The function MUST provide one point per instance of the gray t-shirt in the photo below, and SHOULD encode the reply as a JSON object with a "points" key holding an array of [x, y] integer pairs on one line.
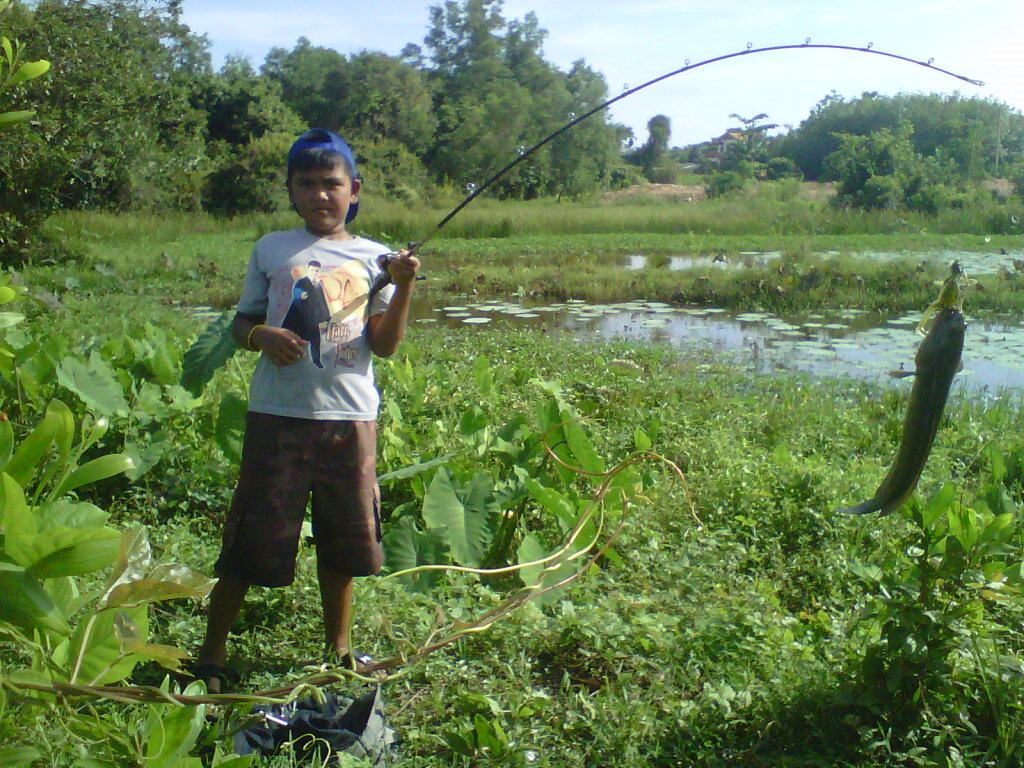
{"points": [[317, 289]]}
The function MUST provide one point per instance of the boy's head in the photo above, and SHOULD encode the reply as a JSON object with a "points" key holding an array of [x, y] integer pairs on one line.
{"points": [[321, 171]]}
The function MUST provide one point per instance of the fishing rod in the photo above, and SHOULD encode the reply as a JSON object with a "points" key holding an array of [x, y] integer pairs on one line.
{"points": [[475, 190]]}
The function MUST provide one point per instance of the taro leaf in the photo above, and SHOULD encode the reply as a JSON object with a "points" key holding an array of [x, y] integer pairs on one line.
{"points": [[211, 350], [57, 424], [555, 503], [10, 318], [937, 504], [413, 470], [61, 552], [165, 582], [66, 595], [171, 732], [17, 519], [133, 561], [94, 471], [25, 603], [95, 383], [18, 757], [230, 427], [132, 642], [466, 529], [95, 651], [145, 456], [6, 442], [164, 360], [407, 547], [531, 550]]}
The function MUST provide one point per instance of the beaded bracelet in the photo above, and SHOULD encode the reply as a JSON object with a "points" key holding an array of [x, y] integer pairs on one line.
{"points": [[249, 338]]}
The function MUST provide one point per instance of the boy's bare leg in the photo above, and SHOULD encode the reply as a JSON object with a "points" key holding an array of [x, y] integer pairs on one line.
{"points": [[225, 602], [336, 594]]}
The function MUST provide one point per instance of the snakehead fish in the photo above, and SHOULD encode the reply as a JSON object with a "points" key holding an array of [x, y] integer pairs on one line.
{"points": [[936, 363]]}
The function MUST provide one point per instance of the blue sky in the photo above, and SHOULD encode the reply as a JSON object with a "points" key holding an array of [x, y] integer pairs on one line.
{"points": [[632, 42]]}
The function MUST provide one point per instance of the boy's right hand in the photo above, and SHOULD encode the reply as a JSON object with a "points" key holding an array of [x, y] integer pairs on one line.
{"points": [[280, 344]]}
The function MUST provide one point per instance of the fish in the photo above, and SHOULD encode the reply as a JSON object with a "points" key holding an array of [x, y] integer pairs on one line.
{"points": [[936, 364]]}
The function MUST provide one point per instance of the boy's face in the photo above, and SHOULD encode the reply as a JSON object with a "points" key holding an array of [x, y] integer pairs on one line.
{"points": [[322, 197]]}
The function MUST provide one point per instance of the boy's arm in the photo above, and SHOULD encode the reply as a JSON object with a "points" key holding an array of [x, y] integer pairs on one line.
{"points": [[386, 330], [280, 344]]}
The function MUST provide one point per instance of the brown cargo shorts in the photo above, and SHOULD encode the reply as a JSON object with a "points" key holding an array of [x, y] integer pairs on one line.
{"points": [[284, 460]]}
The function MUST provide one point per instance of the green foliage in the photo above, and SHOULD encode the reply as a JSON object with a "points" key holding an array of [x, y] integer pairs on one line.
{"points": [[723, 183], [954, 588], [976, 134], [16, 72]]}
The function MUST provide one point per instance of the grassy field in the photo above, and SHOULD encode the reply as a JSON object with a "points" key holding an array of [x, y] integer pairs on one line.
{"points": [[765, 631]]}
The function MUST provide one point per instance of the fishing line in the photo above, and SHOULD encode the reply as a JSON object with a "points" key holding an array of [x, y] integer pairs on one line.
{"points": [[476, 190]]}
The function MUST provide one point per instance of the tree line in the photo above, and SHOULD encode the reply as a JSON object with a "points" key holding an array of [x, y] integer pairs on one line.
{"points": [[134, 116]]}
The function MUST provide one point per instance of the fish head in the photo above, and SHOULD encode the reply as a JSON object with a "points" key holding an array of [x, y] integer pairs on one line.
{"points": [[944, 342]]}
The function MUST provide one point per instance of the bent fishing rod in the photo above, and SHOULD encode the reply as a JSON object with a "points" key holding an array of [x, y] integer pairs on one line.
{"points": [[476, 190]]}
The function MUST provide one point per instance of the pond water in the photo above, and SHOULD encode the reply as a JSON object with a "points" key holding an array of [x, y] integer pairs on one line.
{"points": [[974, 262], [847, 342]]}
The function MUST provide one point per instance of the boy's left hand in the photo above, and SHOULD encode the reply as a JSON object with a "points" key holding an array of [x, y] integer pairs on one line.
{"points": [[402, 268]]}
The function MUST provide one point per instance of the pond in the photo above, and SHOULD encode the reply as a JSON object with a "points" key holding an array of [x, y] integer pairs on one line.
{"points": [[841, 343]]}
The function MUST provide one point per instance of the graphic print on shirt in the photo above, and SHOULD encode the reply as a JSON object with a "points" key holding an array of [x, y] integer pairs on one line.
{"points": [[326, 307]]}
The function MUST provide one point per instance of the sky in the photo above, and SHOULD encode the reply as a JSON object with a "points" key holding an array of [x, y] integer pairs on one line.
{"points": [[633, 42]]}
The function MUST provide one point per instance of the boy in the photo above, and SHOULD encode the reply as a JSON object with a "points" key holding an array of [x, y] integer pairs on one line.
{"points": [[312, 403]]}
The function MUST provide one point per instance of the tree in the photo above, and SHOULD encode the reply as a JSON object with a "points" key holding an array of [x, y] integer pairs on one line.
{"points": [[116, 128]]}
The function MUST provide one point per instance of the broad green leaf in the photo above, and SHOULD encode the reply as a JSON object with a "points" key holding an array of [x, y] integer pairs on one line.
{"points": [[555, 503], [165, 582], [641, 440], [29, 71], [67, 513], [65, 434], [939, 502], [482, 376], [170, 733], [18, 116], [95, 651], [23, 464], [18, 757], [134, 559], [164, 360], [210, 351], [18, 522], [412, 470], [230, 428], [10, 318], [145, 456], [530, 550], [66, 595], [95, 383], [407, 547], [73, 552], [132, 642], [25, 603], [587, 458], [94, 471], [467, 531]]}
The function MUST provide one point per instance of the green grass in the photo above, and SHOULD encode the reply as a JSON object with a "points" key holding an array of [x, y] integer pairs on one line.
{"points": [[739, 641]]}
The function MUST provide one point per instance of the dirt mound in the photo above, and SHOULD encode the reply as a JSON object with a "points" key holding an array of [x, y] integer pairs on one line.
{"points": [[679, 193]]}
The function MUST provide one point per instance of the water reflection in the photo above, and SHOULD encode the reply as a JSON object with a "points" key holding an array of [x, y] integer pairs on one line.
{"points": [[843, 342]]}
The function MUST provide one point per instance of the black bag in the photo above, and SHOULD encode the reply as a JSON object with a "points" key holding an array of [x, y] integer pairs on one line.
{"points": [[339, 725]]}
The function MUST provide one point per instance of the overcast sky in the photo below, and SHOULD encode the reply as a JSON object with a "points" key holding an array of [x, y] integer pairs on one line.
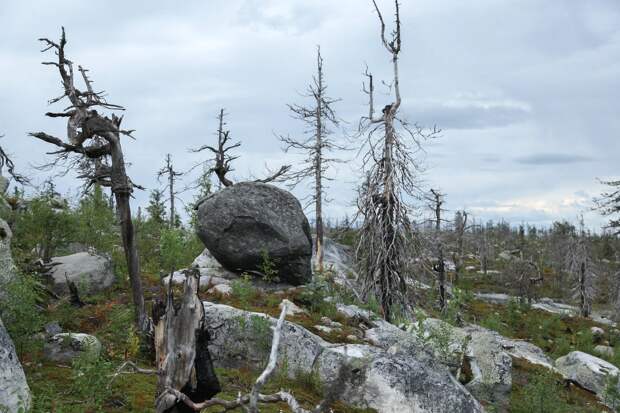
{"points": [[525, 91]]}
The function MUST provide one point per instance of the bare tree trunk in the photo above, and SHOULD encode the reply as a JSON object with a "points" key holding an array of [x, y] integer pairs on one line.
{"points": [[182, 355], [121, 187], [441, 268]]}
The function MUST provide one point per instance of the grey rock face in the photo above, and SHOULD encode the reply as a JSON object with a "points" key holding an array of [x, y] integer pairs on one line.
{"points": [[586, 370], [14, 390], [405, 381], [240, 223], [65, 347], [90, 273]]}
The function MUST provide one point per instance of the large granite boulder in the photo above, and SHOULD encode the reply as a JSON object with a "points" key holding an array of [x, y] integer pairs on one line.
{"points": [[242, 223], [407, 380], [14, 390], [91, 273], [7, 268], [587, 371]]}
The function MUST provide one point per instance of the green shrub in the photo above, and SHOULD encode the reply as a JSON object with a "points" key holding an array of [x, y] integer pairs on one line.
{"points": [[243, 290], [19, 311], [91, 380]]}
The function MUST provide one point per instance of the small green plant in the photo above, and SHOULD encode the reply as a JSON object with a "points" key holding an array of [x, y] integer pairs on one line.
{"points": [[541, 395], [268, 267], [19, 311], [90, 380], [611, 394], [243, 290]]}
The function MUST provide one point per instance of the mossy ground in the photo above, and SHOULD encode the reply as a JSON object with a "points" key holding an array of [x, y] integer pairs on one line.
{"points": [[109, 317]]}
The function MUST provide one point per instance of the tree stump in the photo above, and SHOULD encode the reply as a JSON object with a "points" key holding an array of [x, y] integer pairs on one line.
{"points": [[182, 356]]}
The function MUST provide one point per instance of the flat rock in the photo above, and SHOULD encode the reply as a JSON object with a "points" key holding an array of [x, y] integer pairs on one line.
{"points": [[406, 381], [586, 370], [65, 347], [90, 273]]}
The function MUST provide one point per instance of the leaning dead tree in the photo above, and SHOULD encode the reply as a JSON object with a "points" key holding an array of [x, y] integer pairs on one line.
{"points": [[440, 267], [93, 148], [460, 227], [580, 268], [172, 175], [186, 376], [392, 170], [222, 157], [316, 146]]}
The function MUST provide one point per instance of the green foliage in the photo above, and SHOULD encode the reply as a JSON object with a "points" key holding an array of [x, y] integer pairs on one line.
{"points": [[19, 312], [611, 394], [91, 381], [96, 222], [313, 297], [46, 225], [542, 394], [243, 290]]}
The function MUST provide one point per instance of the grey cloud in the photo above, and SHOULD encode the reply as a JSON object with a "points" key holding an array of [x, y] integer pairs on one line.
{"points": [[552, 159]]}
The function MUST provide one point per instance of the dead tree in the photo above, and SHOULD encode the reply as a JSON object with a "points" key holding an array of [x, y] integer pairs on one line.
{"points": [[315, 147], [440, 267], [460, 226], [392, 172], [580, 267], [182, 355], [5, 160], [172, 175], [94, 139], [222, 160]]}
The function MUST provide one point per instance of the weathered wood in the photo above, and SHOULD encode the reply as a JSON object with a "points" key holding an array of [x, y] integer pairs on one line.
{"points": [[182, 356]]}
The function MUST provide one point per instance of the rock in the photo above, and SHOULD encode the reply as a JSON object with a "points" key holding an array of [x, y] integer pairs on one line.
{"points": [[604, 350], [493, 298], [597, 332], [526, 351], [7, 268], [330, 323], [51, 329], [4, 185], [408, 380], [90, 273], [209, 266], [242, 223], [223, 289], [291, 308], [586, 370], [491, 365], [65, 347], [324, 329], [14, 391]]}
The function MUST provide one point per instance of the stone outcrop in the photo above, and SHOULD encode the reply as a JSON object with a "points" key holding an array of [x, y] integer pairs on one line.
{"points": [[403, 380], [14, 390], [243, 223], [65, 347], [91, 273]]}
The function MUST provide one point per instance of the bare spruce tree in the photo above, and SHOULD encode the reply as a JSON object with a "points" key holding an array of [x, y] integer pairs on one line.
{"points": [[580, 267], [222, 157], [6, 161], [172, 175], [391, 173], [93, 147], [440, 267], [460, 227], [316, 146]]}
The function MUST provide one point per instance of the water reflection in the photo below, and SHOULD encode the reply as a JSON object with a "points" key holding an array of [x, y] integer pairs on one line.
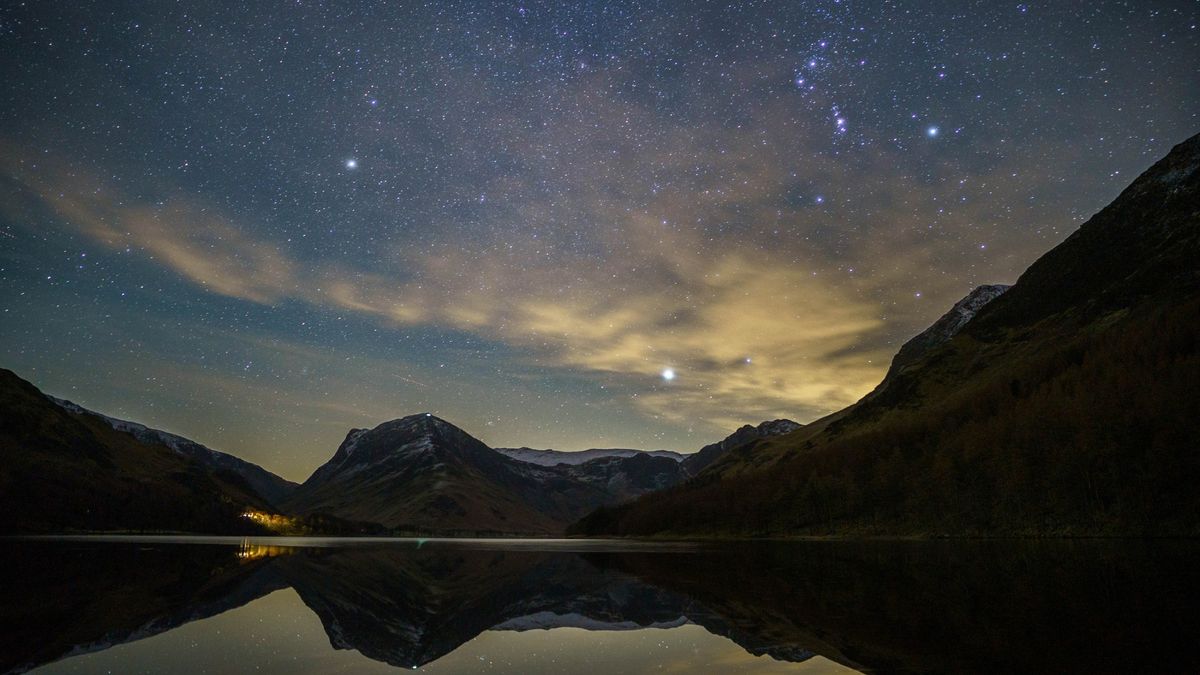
{"points": [[874, 607]]}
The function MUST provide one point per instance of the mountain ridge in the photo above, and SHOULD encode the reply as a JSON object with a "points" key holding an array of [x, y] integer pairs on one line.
{"points": [[1066, 406]]}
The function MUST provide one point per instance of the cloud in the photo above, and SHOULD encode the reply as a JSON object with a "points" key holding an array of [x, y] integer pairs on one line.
{"points": [[619, 244]]}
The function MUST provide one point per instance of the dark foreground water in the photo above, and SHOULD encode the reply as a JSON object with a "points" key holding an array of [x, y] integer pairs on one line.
{"points": [[339, 605]]}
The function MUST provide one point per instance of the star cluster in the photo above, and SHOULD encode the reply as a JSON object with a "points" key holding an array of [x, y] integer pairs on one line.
{"points": [[559, 225]]}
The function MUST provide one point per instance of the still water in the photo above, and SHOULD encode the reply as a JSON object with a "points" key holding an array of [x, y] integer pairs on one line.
{"points": [[190, 604]]}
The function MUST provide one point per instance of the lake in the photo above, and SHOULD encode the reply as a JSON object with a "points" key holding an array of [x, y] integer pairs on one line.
{"points": [[219, 604]]}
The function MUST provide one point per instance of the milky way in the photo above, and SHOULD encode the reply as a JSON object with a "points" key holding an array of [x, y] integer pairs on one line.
{"points": [[607, 223]]}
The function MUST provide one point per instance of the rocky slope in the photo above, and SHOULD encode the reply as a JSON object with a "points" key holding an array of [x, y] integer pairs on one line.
{"points": [[271, 487], [739, 438], [63, 470], [1065, 406], [553, 458]]}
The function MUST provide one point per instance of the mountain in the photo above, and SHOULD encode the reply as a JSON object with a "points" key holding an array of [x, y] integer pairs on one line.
{"points": [[623, 478], [1066, 406], [552, 458], [423, 473], [941, 332], [63, 470], [263, 482], [743, 436]]}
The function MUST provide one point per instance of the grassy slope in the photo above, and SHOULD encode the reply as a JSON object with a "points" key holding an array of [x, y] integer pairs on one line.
{"points": [[1068, 406], [60, 471]]}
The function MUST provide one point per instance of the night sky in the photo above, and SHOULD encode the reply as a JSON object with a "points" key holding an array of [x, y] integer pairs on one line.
{"points": [[609, 223]]}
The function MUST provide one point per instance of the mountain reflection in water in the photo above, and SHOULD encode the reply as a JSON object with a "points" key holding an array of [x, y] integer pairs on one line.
{"points": [[952, 607]]}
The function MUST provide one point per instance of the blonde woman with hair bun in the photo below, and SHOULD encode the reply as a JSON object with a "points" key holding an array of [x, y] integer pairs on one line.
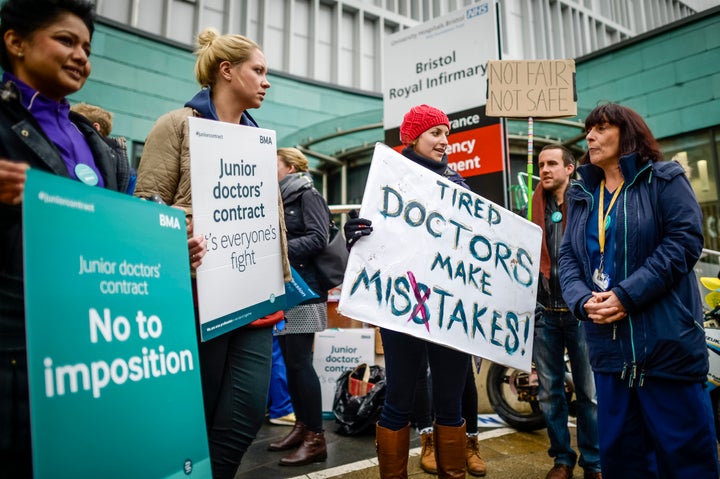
────────────────────────────────────────
## [What this task involves]
Everything from the line containing "The function MUST provide one point per instance of the rocky" through the last line of the entries must be repeated verbatim, except pictures.

## [Reply]
The function MUST provide one point per instance of the rocky slope in the photo above, and SHOULD encode the reply as a JSON object with a "points" key holding an array of [x, y] integer pairs on one line.
{"points": [[271, 487], [739, 438], [63, 470], [1065, 406], [553, 458]]}
The function MUST provide one point per instance of the mountain in the photo above, and SHOULD encode the reply as a JSON object with a "points" key holding an array of [x, y] integer pairs on one line.
{"points": [[623, 478], [1066, 406], [552, 458], [423, 473], [941, 332], [63, 470], [263, 482], [743, 436]]}
The function MUST provide one point per instance of the grassy slope in the photo above, and SHOULD encode the reply as a JSON object with a "points" key holding an array of [x, y] integer pairs on one line.
{"points": [[1068, 406], [60, 471]]}
The function MUST provide one point per instance of the night sky in the photo above, and SHOULD encode the reply as a JSON object with a "points" key holding an array of [x, y] integer pairs on one line.
{"points": [[609, 223]]}
The function MUST provide one point per instance of the mountain reflection in water in the photo above, and SHOULD encode the reply as a JSON object with a "points" key holding an array of [x, y] integer pairs on one line.
{"points": [[952, 607]]}
The function MUST provide one point per instance of the blonde woman with hair bun in the photo below, and SHOULD encode the reply as a JSON object with a "points" key holding an array of [x, y] integer pairs on one line.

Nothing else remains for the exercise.